REQUIRED TASK — Convert the lines below into a JSON array of strings, with each line as its own string. Leave out any blank lines.

TASK INPUT —
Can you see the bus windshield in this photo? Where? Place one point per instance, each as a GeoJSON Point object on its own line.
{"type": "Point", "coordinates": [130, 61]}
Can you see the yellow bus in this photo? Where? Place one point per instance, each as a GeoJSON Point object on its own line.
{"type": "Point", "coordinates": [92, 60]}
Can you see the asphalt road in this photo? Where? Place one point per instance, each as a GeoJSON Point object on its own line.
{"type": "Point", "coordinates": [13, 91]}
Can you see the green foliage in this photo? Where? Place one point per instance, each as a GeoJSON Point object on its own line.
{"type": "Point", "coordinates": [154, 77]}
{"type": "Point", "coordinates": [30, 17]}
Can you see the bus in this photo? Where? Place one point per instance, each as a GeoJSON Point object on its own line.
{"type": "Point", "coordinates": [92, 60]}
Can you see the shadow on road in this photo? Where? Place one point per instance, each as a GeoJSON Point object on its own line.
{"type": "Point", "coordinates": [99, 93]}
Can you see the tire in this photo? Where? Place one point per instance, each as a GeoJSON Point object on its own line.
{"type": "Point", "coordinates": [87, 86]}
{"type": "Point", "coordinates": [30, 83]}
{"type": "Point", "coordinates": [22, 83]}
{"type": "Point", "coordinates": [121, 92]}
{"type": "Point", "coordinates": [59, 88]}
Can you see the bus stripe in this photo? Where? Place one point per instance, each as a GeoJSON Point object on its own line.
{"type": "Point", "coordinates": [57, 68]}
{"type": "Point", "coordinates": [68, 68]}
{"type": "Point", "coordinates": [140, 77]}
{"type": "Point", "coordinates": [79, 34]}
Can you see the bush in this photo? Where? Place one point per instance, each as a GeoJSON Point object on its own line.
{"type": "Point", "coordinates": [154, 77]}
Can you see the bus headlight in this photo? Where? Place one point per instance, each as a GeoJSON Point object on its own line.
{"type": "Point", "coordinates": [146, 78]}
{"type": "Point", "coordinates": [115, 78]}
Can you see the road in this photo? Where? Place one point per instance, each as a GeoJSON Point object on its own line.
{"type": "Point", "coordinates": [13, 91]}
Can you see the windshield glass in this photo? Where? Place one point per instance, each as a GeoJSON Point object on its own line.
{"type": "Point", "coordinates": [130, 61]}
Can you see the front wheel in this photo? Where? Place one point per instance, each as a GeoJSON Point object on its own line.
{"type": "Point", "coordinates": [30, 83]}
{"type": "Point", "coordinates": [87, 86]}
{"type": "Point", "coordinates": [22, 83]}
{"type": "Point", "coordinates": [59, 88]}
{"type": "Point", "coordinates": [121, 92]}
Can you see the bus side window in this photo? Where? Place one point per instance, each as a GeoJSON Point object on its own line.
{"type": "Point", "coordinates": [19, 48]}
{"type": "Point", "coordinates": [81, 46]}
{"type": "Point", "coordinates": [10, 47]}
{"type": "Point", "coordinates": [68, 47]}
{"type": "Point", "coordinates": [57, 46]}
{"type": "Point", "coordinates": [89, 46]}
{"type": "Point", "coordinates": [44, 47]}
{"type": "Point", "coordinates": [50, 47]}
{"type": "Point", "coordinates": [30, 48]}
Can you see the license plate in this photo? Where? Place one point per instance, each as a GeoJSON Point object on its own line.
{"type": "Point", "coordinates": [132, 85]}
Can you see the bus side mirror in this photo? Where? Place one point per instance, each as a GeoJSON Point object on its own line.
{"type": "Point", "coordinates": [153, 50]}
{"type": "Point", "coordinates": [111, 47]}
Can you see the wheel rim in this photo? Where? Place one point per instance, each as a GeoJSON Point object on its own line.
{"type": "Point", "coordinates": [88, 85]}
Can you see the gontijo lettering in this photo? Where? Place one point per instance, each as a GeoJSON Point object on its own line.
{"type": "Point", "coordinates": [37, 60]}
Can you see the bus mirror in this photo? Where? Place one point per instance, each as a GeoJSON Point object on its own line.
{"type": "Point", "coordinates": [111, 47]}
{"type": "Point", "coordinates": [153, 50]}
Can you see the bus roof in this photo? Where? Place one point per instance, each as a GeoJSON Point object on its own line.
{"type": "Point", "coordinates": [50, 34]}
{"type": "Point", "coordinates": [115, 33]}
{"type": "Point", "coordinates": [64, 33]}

RESPONSE FOR THIS EXERCISE —
[
  "Can you see the bus windshield in this photo? Where? Place one point per instance, each as a GeoJSON Point object on its own line.",
  "{\"type\": \"Point\", \"coordinates\": [130, 61]}",
  "Can you see the yellow bus in this photo? Where? Place one point per instance, each as a GeoJSON Point object on its own line.",
  "{\"type\": \"Point\", \"coordinates\": [92, 60]}",
  "Can you see the asphalt road in this photo? Where? Place one point per instance, each as a GeoJSON Point object on its own line.",
  "{\"type\": \"Point\", \"coordinates\": [13, 91]}",
  "Can you see the green foliage in this photo? Where? Place one point per instance, each as a GeoJSON Point object on its own line.",
  "{\"type\": \"Point\", \"coordinates\": [154, 77]}",
  "{\"type\": \"Point\", \"coordinates\": [30, 17]}",
  "Can you see the bus in this photo? Where? Place one point per instance, each as a GeoJSON Point object on its own line.",
  "{\"type\": \"Point\", \"coordinates\": [92, 60]}",
  "Can you see the shadow on road in this photo? Where? Place one point per instance, each as a GeoJSON Point object on its own line.",
  "{\"type\": \"Point\", \"coordinates\": [99, 93]}",
  "Can you see the tire in this photo? Where? Place one point per instance, each as a GeoJSON Point object on its own line.",
  "{\"type\": \"Point\", \"coordinates\": [87, 86]}",
  "{\"type\": \"Point\", \"coordinates\": [30, 83]}",
  "{\"type\": \"Point\", \"coordinates\": [22, 83]}",
  "{\"type\": \"Point\", \"coordinates\": [121, 92]}",
  "{\"type\": \"Point\", \"coordinates\": [59, 88]}",
  "Can you see the bus stripe in this photo? Where? Place one point per instance, each as a GeoJSON Point object on its own line.",
  "{\"type\": \"Point\", \"coordinates\": [57, 68]}",
  "{\"type\": \"Point\", \"coordinates\": [68, 68]}",
  "{\"type\": \"Point\", \"coordinates\": [140, 77]}",
  "{\"type\": \"Point\", \"coordinates\": [79, 34]}",
  "Can you see the bush in this photo? Where? Place one point per instance, each as a GeoJSON Point object on its own line.",
  "{\"type\": \"Point\", \"coordinates\": [154, 77]}",
  "Can you see the bus headlight in this photo? Where? Place one point per instance, each as a GeoJSON Point object on its own line.",
  "{\"type\": \"Point\", \"coordinates\": [146, 78]}",
  "{\"type\": \"Point\", \"coordinates\": [115, 78]}",
  "Can you see the road in this photo? Where? Place one point per instance, each as a GeoJSON Point object on its own line.",
  "{\"type\": \"Point\", \"coordinates\": [13, 91]}",
  "Can you see the windshield glass in this photo? Where? Place one point per instance, each as a GeoJSON Point object on its own line.",
  "{\"type\": \"Point\", \"coordinates\": [130, 61]}",
  "Can you see the front wheel in this photo? Where? Place one point per instance, each as a GeoJSON Point object on its own line.",
  "{\"type\": \"Point\", \"coordinates\": [30, 83]}",
  "{\"type\": \"Point\", \"coordinates\": [87, 86]}",
  "{\"type\": \"Point\", \"coordinates\": [22, 83]}",
  "{\"type\": \"Point\", \"coordinates\": [59, 88]}",
  "{\"type\": \"Point\", \"coordinates\": [121, 92]}",
  "Can you see the bus side window in this photo? Where? Place one point per instance, each as a GeoJSON Point object on its own line.",
  "{\"type\": \"Point\", \"coordinates\": [19, 48]}",
  "{\"type\": \"Point\", \"coordinates\": [81, 46]}",
  "{\"type\": \"Point\", \"coordinates\": [10, 47]}",
  "{\"type\": \"Point\", \"coordinates\": [68, 47]}",
  "{\"type\": \"Point\", \"coordinates\": [57, 46]}",
  "{\"type\": \"Point\", \"coordinates\": [89, 46]}",
  "{\"type\": \"Point\", \"coordinates\": [44, 47]}",
  "{\"type\": \"Point\", \"coordinates\": [50, 47]}",
  "{\"type\": \"Point\", \"coordinates\": [30, 48]}",
  "Can you see the license plate in this photo? Where? Place one point per instance, each as a GeoJSON Point object on its own line.",
  "{\"type\": \"Point\", \"coordinates\": [132, 85]}",
  "Can you see the bus side mirror in this photo? Where? Place one point per instance, each as a GeoJSON Point object on its own line.",
  "{\"type\": \"Point\", \"coordinates\": [153, 50]}",
  "{\"type\": \"Point\", \"coordinates\": [111, 47]}",
  "Can you see the wheel rim in this photo? Where? Place one point per instance, each as a GeoJSON Point object on its own line.",
  "{\"type\": \"Point\", \"coordinates\": [88, 85]}",
  "Can you see the gontijo lettering in this photo? Where? Place one point per instance, each as a GeoJSON Point object on its own line.",
  "{\"type\": \"Point\", \"coordinates\": [37, 60]}",
  "Can you see the bus mirror in this photo? Where? Place one point per instance, each as a GeoJSON Point object on its own line.",
  "{\"type\": \"Point\", \"coordinates\": [111, 47]}",
  "{\"type\": \"Point\", \"coordinates\": [153, 50]}",
  "Can you see the bus roof in this photo? Where? Place one point per instance, each as a GeoJSON Point object on its own line.",
  "{\"type\": \"Point\", \"coordinates\": [50, 34]}",
  "{\"type\": \"Point\", \"coordinates\": [115, 33]}",
  "{\"type\": \"Point\", \"coordinates\": [64, 33]}"
]